• _Exercise_
Return, word for word, only the lines of the data below that lie between the line with "Could you identify the black boot" and the line with "Could you identify the person sitting", those two lines included.

□ □ □

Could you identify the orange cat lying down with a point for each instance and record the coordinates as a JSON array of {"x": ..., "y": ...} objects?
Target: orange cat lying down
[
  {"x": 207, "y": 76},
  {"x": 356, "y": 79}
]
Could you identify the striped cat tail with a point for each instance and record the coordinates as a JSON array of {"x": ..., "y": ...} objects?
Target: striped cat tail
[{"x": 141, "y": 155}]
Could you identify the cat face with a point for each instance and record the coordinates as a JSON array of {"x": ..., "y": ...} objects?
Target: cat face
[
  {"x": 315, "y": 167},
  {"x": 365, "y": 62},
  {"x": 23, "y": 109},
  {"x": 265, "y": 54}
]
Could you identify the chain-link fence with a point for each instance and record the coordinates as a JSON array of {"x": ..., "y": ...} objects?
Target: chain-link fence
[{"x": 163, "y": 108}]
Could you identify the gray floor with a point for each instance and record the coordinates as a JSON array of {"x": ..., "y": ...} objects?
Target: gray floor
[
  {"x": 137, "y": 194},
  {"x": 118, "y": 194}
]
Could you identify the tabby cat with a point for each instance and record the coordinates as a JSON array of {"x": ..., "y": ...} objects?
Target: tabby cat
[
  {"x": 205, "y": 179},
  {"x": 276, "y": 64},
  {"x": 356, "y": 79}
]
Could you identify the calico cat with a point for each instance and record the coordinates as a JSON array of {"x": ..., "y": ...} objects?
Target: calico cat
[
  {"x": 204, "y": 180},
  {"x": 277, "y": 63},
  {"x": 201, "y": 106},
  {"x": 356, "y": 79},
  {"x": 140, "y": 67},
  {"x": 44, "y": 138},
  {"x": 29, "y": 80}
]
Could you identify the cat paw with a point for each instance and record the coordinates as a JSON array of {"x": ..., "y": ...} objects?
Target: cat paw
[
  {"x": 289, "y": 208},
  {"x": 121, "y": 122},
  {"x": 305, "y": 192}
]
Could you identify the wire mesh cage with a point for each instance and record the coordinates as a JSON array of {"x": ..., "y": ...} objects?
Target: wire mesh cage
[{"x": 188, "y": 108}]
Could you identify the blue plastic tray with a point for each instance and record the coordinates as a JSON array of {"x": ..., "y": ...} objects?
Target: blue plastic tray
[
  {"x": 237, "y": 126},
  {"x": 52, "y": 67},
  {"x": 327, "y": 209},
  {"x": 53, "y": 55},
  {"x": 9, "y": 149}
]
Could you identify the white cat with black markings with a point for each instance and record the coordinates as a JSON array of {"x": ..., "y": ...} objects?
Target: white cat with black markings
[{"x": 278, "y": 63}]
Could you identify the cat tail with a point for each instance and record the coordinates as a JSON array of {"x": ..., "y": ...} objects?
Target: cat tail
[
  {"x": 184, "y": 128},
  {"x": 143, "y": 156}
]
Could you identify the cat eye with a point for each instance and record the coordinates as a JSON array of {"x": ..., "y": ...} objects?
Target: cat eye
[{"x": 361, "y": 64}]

□ □ □

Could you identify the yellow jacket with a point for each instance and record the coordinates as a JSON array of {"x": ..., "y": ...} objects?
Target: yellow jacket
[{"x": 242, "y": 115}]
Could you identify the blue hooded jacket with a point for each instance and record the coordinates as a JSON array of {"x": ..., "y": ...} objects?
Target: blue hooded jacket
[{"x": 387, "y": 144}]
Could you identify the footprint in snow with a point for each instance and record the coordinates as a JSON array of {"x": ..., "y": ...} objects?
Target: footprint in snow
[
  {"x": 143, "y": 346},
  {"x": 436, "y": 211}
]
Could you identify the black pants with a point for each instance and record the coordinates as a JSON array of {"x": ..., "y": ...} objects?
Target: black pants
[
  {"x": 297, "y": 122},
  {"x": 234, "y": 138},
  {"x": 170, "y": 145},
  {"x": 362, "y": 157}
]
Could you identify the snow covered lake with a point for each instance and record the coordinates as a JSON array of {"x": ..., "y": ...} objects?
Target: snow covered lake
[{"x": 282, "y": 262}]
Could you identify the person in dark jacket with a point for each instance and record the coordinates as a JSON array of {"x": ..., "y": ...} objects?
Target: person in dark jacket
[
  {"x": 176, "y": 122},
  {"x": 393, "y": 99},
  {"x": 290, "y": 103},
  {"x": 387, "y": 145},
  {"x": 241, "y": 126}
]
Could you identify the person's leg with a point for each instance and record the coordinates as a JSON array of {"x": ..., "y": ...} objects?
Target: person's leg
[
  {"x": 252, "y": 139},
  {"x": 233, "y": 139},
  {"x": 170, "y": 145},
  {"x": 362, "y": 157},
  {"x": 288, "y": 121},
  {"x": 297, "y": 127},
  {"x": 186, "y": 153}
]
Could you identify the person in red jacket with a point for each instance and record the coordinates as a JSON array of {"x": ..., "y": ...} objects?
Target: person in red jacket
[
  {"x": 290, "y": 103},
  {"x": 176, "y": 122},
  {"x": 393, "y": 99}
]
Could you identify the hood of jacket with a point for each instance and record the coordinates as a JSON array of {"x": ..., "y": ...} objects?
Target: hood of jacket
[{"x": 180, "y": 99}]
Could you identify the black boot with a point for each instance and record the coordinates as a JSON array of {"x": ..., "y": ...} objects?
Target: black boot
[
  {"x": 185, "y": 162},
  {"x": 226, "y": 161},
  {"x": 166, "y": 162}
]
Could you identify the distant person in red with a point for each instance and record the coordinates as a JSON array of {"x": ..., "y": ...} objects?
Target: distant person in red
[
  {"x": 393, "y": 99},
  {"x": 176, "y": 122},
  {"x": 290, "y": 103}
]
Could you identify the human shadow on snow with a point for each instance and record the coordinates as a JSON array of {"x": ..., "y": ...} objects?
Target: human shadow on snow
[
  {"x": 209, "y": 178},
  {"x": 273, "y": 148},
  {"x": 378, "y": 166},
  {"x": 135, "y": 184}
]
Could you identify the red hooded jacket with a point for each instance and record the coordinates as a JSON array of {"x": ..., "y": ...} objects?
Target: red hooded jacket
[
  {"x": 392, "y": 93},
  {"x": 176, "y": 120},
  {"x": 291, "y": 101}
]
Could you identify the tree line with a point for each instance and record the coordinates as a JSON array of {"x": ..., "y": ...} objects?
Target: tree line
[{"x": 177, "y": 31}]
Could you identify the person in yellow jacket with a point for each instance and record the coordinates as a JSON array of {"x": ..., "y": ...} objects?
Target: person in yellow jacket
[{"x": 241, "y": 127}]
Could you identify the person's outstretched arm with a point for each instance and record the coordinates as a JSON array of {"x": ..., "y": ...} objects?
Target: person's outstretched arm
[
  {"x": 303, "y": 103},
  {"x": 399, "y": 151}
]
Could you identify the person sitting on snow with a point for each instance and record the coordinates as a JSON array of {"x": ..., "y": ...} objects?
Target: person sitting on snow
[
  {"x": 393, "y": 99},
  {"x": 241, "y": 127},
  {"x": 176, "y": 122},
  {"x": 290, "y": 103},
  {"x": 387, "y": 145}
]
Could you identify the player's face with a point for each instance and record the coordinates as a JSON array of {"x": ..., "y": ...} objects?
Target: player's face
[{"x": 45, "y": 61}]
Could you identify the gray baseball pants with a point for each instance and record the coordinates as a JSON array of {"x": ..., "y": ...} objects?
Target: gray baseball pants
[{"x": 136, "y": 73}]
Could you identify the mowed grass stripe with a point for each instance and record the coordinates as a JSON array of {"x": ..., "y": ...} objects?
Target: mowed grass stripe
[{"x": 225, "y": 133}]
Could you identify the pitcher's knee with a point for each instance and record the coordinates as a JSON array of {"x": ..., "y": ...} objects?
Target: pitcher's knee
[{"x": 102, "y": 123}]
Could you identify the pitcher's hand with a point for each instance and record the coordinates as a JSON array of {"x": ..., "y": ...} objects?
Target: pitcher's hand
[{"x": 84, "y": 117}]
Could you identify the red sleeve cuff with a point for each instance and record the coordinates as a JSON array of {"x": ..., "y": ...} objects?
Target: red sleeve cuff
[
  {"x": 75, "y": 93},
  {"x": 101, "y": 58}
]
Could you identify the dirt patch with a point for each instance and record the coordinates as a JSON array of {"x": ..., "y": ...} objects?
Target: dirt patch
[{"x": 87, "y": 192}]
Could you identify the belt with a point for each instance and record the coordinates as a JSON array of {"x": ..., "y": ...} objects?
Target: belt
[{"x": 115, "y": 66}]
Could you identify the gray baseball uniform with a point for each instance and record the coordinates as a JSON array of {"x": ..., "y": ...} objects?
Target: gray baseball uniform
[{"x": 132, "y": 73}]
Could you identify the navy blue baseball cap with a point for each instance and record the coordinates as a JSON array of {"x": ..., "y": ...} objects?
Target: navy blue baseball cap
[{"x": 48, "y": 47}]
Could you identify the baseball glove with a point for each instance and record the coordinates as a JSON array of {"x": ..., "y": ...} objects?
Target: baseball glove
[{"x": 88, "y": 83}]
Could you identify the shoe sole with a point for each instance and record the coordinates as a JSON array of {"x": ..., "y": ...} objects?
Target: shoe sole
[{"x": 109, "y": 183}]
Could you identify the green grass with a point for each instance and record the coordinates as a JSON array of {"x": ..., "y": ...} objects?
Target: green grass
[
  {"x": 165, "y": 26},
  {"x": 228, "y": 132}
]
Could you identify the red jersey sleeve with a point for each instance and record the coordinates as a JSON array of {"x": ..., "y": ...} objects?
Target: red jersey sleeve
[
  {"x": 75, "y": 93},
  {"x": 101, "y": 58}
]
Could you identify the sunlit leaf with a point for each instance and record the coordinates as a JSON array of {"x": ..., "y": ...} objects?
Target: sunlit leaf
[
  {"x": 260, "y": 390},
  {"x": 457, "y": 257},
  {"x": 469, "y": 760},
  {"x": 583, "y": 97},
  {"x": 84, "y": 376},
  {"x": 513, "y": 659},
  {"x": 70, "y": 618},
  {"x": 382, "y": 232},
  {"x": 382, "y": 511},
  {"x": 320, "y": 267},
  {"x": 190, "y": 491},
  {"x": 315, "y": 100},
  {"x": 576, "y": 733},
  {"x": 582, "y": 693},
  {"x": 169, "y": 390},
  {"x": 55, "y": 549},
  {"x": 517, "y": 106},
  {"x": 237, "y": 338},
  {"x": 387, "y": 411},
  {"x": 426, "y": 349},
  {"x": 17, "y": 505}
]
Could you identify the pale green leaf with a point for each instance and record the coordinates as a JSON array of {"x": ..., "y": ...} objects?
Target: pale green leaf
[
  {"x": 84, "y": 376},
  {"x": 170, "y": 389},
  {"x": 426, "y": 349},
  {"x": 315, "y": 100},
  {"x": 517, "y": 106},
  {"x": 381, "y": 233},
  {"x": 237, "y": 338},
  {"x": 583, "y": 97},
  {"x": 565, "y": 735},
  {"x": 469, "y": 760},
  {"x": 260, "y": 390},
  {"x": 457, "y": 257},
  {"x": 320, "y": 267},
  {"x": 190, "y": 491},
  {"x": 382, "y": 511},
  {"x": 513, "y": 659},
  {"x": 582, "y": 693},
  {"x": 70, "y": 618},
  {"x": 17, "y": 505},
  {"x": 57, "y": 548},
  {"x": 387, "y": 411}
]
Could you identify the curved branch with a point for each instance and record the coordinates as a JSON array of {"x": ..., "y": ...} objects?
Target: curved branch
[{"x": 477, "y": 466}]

□ □ □

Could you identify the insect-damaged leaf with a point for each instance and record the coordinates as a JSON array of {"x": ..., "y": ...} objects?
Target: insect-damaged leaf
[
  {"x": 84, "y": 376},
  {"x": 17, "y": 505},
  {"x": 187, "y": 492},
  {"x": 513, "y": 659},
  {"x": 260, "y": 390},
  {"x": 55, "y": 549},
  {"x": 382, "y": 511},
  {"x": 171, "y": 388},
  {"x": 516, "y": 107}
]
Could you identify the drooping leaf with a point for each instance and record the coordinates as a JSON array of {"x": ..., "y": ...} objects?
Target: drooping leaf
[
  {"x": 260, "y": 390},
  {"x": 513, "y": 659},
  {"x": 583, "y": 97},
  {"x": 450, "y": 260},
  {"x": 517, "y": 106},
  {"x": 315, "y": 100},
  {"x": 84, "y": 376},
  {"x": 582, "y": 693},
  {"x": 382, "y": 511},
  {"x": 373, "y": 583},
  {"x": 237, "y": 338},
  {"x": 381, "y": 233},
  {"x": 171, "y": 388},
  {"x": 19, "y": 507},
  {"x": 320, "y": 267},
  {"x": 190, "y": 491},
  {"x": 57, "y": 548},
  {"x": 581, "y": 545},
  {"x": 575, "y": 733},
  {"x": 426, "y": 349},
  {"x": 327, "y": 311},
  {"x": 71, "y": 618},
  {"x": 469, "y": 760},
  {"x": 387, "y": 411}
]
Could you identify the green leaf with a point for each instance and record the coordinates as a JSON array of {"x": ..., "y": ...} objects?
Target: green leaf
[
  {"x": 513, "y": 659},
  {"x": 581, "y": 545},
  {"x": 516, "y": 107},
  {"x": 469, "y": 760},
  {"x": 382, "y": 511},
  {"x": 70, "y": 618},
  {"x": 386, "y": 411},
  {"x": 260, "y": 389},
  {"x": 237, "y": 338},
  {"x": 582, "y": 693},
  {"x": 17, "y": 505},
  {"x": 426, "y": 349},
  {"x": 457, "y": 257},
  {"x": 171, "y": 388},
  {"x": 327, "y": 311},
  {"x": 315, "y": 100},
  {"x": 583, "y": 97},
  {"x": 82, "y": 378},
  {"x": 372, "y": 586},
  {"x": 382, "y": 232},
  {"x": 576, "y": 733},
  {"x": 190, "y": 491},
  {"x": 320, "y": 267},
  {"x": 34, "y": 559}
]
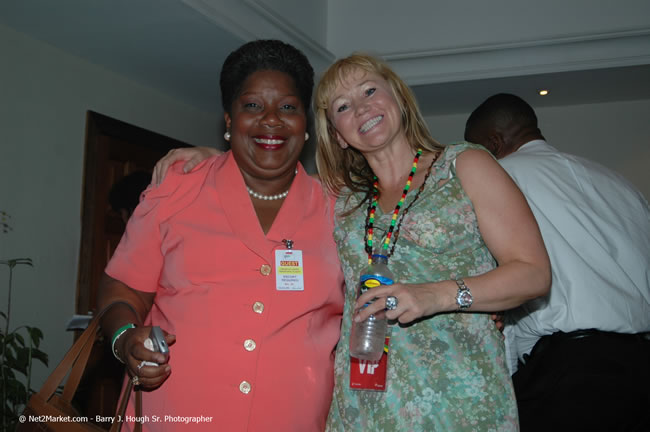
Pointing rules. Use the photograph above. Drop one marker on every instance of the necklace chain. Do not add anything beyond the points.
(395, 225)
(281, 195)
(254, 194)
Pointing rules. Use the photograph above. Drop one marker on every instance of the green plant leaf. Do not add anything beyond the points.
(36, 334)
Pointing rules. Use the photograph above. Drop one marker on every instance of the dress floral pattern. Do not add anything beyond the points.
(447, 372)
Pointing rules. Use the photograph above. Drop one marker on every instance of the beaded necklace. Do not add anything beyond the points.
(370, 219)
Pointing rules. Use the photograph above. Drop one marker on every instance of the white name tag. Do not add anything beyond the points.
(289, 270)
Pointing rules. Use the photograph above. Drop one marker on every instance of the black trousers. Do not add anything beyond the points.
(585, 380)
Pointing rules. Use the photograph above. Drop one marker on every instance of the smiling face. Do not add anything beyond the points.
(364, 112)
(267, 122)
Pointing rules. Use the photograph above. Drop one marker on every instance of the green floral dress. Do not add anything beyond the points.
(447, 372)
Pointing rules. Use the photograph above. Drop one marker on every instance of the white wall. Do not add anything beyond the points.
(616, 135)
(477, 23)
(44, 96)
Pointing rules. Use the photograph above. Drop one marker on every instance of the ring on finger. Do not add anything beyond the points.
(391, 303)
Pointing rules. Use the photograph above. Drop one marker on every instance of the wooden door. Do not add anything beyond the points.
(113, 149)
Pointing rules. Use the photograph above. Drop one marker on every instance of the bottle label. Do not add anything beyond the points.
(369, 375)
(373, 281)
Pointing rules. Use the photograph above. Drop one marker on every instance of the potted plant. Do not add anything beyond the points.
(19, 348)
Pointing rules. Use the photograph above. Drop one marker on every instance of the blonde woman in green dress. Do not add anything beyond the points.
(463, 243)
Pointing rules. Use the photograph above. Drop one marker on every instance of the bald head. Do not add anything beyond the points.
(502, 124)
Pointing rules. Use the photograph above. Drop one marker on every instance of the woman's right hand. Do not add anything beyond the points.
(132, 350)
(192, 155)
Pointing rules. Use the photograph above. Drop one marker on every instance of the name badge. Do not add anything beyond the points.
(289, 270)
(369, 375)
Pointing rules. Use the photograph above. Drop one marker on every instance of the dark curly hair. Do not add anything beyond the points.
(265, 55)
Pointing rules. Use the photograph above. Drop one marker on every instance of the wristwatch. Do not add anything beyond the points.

□ □ □

• _Answer section_
Could you identify the black boot with a point for each instance and record the coordinates as a JSON array of {"x": ..., "y": ...} objects?
Target: black boot
[
  {"x": 185, "y": 162},
  {"x": 226, "y": 161},
  {"x": 166, "y": 162}
]
Could you identify the distant person in red with a point for each instance and record the coordinates as a JSON array of {"x": ..., "y": ...} objects?
Target: distant person in red
[
  {"x": 393, "y": 99},
  {"x": 176, "y": 122},
  {"x": 290, "y": 103}
]
Could you identify the human shadow on snow with a point for each instance and record the coordinates as a JSON array of {"x": ..., "y": ...} objects?
Target: human shadow on snow
[
  {"x": 209, "y": 178},
  {"x": 273, "y": 148},
  {"x": 378, "y": 166},
  {"x": 135, "y": 184}
]
Could you identify the red hooded jacket with a point for each instance and record the coordinates as a JSON array of {"x": ..., "y": ...} objects?
Target: red hooded jacket
[
  {"x": 392, "y": 93},
  {"x": 176, "y": 120},
  {"x": 291, "y": 101}
]
Could you identify the tree line with a point for each instance and record the coordinates as a JSON array of {"x": ..., "y": ...} objects?
Target: tree line
[{"x": 177, "y": 31}]
Could you identify the person in yellow jacket with a point for each instance and record the coordinates as a JSON array of {"x": ..., "y": ...} objects?
Target: person in yellow jacket
[{"x": 241, "y": 127}]
Could you identify the person's outstretched arm with a point for each instance and record the coordinates as a JSON array of {"x": ..., "y": ...} objects?
Target: person's outstretched arm
[
  {"x": 303, "y": 103},
  {"x": 399, "y": 151}
]
Could you identify the person sitting on snow with a point for each instance and record the coordinates as a JSON array of {"x": ..., "y": ...} objects?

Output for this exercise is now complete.